Excerpts from point annotation data
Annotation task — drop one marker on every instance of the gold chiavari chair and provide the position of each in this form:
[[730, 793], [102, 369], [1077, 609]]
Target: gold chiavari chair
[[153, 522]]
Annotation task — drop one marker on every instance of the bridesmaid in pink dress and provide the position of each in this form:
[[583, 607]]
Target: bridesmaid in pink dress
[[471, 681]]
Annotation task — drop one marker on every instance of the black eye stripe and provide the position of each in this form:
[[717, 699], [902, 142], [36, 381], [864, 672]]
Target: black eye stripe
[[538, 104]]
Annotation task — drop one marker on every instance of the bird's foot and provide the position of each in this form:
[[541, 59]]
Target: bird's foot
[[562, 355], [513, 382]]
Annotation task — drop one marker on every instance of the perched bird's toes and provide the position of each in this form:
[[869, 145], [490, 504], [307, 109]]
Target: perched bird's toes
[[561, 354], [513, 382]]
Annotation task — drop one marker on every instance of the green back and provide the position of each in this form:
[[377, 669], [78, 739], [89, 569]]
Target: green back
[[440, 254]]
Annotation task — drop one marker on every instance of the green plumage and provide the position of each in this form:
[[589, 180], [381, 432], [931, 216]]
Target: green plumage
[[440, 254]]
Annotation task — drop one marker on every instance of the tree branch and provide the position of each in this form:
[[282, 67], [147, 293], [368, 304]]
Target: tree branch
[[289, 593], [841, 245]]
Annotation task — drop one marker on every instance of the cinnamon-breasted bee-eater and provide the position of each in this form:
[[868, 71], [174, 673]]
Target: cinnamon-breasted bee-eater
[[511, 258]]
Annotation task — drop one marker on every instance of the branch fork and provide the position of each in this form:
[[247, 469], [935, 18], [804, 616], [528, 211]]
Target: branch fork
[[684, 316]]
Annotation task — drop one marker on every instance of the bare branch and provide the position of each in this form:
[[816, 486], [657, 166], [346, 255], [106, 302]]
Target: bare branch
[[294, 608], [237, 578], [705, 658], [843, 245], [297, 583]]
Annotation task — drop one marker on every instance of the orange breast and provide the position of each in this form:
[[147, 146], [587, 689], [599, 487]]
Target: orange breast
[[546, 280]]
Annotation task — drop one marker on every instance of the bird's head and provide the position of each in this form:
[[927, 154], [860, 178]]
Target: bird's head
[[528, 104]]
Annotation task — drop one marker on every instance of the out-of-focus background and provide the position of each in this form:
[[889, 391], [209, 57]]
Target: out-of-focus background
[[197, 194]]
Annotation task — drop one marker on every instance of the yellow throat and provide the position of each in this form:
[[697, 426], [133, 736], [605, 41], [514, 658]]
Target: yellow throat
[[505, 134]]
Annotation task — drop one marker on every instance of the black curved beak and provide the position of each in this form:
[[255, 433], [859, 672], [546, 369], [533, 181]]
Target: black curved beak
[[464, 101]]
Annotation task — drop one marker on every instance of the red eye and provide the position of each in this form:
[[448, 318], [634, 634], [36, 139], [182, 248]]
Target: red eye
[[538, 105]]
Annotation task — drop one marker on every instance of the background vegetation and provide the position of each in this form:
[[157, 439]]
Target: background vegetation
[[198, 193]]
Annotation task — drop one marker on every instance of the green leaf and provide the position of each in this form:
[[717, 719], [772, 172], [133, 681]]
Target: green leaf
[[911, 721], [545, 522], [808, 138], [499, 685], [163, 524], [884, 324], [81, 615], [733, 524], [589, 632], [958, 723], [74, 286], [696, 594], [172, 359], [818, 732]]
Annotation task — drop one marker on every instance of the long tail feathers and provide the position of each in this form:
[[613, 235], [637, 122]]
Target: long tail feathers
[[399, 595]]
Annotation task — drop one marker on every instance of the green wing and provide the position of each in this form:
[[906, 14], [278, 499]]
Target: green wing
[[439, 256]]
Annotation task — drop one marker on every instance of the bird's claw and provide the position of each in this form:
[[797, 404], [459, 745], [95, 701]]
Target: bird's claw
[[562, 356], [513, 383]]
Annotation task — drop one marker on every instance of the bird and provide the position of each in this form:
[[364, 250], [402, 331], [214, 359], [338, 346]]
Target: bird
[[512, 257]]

**What is needed**
Retype the stretch of the records from the line that contains "of the out-of-focus" through the line that contains "[[197, 194]]", including both of those lines, without changing anything.

**Task result**
Annotation task — drop one marker on every instance of the out-of-focus background and provide the position of each in this form:
[[889, 391], [209, 57]]
Target: out-of-focus background
[[197, 194]]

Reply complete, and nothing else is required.